**WORK TO COMPLETE**
1. Answer these from the forum thread, one line each:
(a) Under which forum section is the thread filed?
(b) What did DarkDrgon ask about the Evil Dead trilogy?
(c) What does the 05:50 PM post say about the first film?
2. Repeat word for word the stretch of the forum thread from "Originally Posted by DarkDrgon" through "NonCon (Post 956434)".

====== GIVEN PASSAGE ======

The Warring States of NPF

The Warring States of NPF (http://www.nuklearforums.com/index.php)
-   Dead threads (http://www.nuklearforums.com/forumdisplay.php?f=91)
-   -   Boondock Saints II: All Saints Day (http://www.nuklearforums.com/showthread.php?t=35550)

Kim 08-03-2009 05:37 PM

Quote:

Originally Posted by DarkDrgon (Post 956431)
Wasn't the whole evil dead trilogy supposed to be watched as one long movie?


Damned if I know. I only watched 2 & 3 on account of the first one not having Bruce Campbell's enormous chin.

The Wandering God 08-03-2009 05:50 PM

Quote:

Originally Posted by NonCon (Post 956434)
Damned if I know. I only watched 2 & 3 on account of the first one not having Bruce Campbell's enormous chin.

But Bruce Campbell was in the first one.

====== AVAILABLE DATA ======

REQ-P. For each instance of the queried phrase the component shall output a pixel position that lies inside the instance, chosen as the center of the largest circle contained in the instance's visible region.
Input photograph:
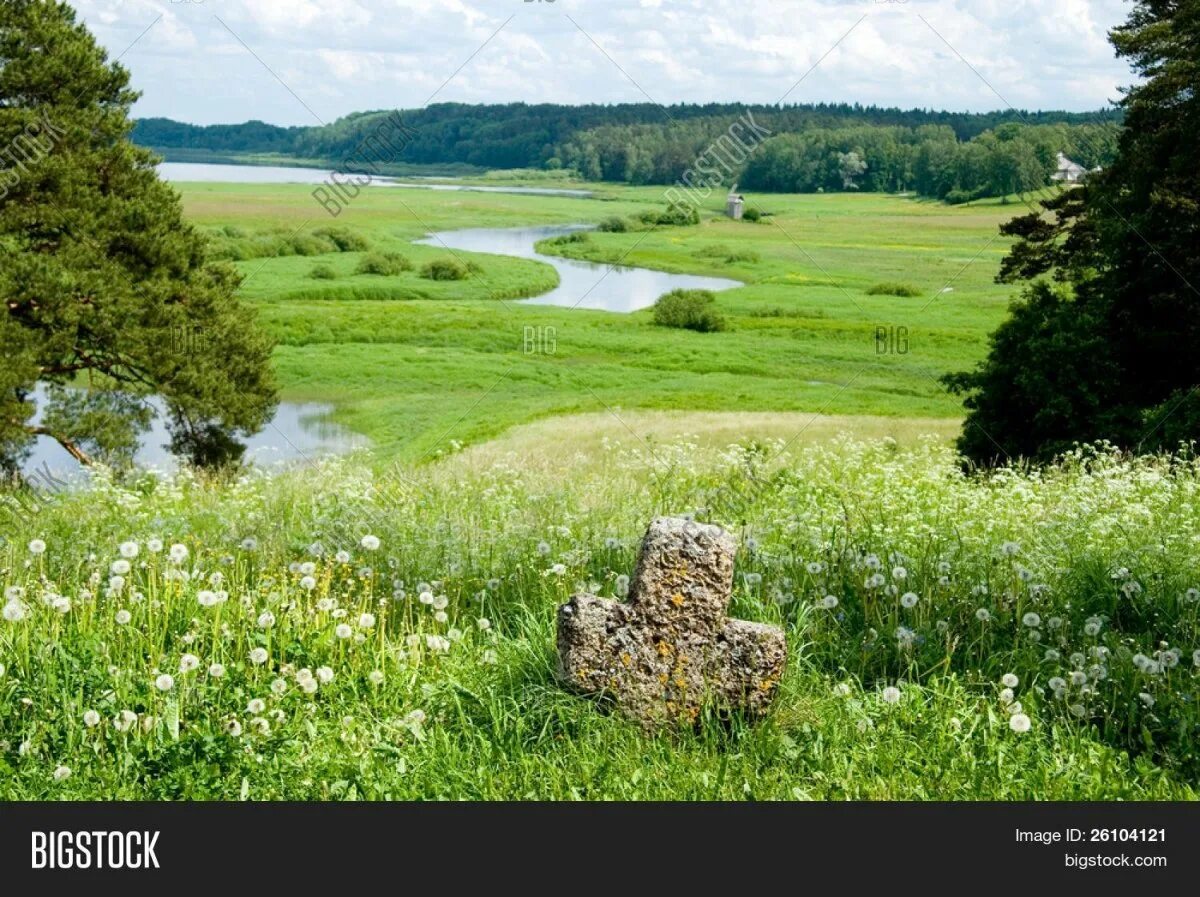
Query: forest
(954, 156)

======

**SOLUTIONS FOR EACH TASK**
1.
(a) Dead threads
(b) Whether the whole Evil Dead trilogy was supposed to be watched as one long movie.
(c) That Bruce Campbell was in the first one.

2.
Originally Posted by DarkDrgon (Post 956431)
Wasn't the whole evil dead trilogy supposed to be watched as one long movie?


Damned if I know. I only watched 2 & 3 on account of the first one not having Bruce Campbell's enormous chin.

The Wandering God 08-03-2009 05:50 PM

Quote:

Originally Posted by NonCon (Post 956434)